• Work to be completed:
Render every line of the items below as a Markdown table with the columns Row and Line, one numbered row per line, skipping blank lines. Leave the pictures out.

• The data:
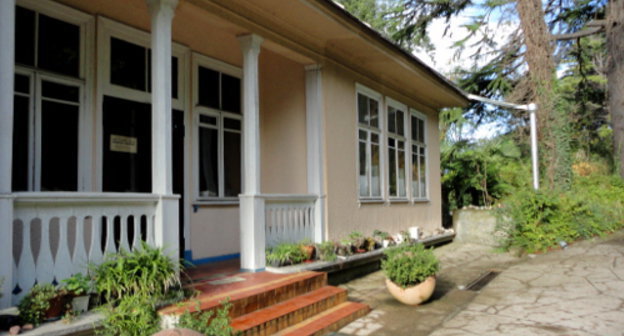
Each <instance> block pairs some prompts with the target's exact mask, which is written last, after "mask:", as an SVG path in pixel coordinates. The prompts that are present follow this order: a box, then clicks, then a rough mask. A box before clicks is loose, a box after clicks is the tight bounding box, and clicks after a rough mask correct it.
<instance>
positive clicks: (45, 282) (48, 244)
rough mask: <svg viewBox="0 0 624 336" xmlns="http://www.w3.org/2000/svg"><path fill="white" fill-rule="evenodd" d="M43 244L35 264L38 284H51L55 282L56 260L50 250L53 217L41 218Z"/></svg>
mask: <svg viewBox="0 0 624 336" xmlns="http://www.w3.org/2000/svg"><path fill="white" fill-rule="evenodd" d="M40 218H41V242H40V244H39V256H38V257H37V261H36V263H35V267H36V269H37V271H36V272H37V282H38V283H41V284H43V283H51V282H52V281H53V280H54V260H53V259H52V249H51V248H50V222H51V221H52V217H49V216H41V217H40Z"/></svg>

• Output for this task:
| Row | Line |
|---|---|
| 1 | Each <instance> block pairs some prompts with the target's exact mask, which is written last, after "mask:", as an SVG path in pixel coordinates. The prompts that are present follow this order: a box, then clicks, then a rough mask. A box before clicks is loose, a box after clicks is the tight bounding box, and clicks after a rough mask correct it. |
| 2 | <instance> |
| 3 | positive clicks: (45, 282) (48, 244) |
| 4 | rough mask: <svg viewBox="0 0 624 336" xmlns="http://www.w3.org/2000/svg"><path fill="white" fill-rule="evenodd" d="M43 244L35 264L38 284H51L55 282L56 260L50 250L53 217L41 218Z"/></svg> |
| 5 | mask: <svg viewBox="0 0 624 336" xmlns="http://www.w3.org/2000/svg"><path fill="white" fill-rule="evenodd" d="M40 218H41V242H40V244H39V256H38V257H37V261H36V263H35V267H36V269H37V271H36V272H37V282H38V283H41V284H43V283H51V282H52V281H53V280H54V260H53V259H52V249H51V248H50V222H51V221H52V217H49V216H41V217H40Z"/></svg> |